(Required task)
Return every line of the rows below that contains the string "umbrella". Case counts.

(Collection entries)
※
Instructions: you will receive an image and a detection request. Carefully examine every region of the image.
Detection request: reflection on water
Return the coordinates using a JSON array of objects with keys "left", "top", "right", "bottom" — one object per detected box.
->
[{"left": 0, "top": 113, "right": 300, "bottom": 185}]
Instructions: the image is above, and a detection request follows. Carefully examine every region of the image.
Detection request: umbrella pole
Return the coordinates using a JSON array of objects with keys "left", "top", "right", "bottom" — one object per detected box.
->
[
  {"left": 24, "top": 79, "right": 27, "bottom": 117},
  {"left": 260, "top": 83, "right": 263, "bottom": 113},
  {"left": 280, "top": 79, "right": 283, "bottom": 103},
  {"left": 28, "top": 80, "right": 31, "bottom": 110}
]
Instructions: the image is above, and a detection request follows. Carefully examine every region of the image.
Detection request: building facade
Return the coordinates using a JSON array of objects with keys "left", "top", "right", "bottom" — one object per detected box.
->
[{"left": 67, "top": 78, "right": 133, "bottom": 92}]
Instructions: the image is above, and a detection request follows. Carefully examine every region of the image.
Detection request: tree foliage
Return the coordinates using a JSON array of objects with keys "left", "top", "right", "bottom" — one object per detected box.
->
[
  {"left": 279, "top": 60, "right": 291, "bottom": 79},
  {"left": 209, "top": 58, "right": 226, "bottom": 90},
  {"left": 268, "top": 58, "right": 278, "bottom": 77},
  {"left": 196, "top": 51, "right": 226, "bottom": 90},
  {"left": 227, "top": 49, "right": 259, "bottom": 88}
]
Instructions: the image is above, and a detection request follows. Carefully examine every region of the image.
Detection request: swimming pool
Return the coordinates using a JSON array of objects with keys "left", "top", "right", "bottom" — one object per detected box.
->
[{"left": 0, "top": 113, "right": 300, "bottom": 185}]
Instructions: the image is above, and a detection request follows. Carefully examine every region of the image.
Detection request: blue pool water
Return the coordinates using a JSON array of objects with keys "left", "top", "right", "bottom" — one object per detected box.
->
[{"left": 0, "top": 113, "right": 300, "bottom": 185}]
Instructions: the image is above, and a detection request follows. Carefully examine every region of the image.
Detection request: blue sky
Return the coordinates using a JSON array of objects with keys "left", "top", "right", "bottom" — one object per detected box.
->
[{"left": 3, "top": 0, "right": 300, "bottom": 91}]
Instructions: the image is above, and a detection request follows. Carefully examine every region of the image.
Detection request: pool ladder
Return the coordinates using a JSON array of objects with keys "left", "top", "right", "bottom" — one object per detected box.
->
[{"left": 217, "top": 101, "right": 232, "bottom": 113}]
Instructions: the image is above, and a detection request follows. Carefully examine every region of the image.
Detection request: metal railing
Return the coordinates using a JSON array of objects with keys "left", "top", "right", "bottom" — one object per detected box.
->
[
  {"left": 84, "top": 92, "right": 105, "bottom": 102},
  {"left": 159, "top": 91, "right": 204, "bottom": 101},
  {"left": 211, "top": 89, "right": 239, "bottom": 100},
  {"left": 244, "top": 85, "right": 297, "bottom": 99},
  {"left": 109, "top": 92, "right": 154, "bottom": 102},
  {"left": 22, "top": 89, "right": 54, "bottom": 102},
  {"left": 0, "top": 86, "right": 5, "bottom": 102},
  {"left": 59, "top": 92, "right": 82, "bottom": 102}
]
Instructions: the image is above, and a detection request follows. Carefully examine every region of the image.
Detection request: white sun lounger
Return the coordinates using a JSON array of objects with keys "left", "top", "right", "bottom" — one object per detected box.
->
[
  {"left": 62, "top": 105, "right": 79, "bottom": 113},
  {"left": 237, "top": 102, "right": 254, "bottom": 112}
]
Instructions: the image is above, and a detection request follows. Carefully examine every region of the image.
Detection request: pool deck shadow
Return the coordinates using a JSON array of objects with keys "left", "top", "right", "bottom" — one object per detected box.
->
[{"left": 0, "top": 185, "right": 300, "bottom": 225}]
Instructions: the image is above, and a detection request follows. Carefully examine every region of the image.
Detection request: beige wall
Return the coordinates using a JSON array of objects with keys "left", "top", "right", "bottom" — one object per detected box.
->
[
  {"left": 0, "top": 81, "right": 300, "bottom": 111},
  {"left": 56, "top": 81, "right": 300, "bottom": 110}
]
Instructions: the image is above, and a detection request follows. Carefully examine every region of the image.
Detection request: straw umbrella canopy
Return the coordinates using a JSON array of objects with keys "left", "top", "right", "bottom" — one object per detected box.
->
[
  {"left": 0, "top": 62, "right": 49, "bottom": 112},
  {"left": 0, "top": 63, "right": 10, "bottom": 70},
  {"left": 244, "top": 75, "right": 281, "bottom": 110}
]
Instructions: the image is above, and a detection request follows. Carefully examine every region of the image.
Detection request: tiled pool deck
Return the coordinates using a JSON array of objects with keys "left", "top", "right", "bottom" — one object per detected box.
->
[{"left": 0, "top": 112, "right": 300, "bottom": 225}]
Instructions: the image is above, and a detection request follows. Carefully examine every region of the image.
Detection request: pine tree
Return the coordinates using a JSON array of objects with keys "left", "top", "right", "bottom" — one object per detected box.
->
※
(The output)
Detection request: umbrella pole
Detection request: straw umbrella canopy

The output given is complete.